▶ **Task requirements**
For the records that follow, restate each one word for word and leave the images behind.

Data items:
● ● ● ● ●
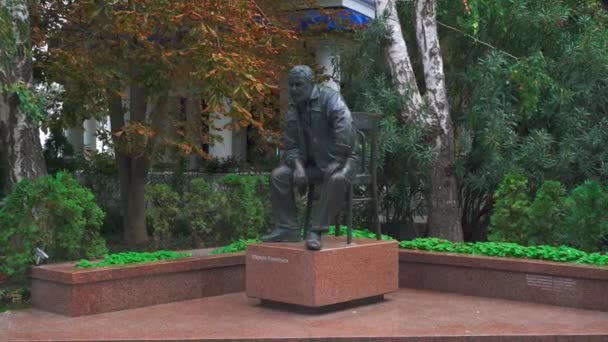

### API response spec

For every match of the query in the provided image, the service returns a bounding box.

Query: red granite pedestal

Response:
[246,236,398,308]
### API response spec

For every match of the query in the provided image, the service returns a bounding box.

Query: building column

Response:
[208,109,247,161]
[232,124,247,161]
[208,114,233,160]
[310,39,341,91]
[83,119,99,151]
[66,125,84,155]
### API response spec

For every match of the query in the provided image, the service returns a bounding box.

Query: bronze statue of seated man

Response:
[261,65,356,251]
● ● ● ● ●
▶ **Output for this exercise**
### API response spec

For every match of the query in the provided image, the service returns a bounding box.

Query: red granite pedestal

Response:
[246,236,398,308]
### API response spec

For every match of the query in the provided image, the service returns a bounding box.

Query: building column

Response:
[208,109,247,161]
[232,124,247,161]
[208,114,233,160]
[310,39,341,91]
[83,119,99,151]
[66,125,84,155]
### API response spec

For every match of the query in the provided image, the service returns a bounding box.

Query: bronze statue of seated man

Response:
[261,65,356,251]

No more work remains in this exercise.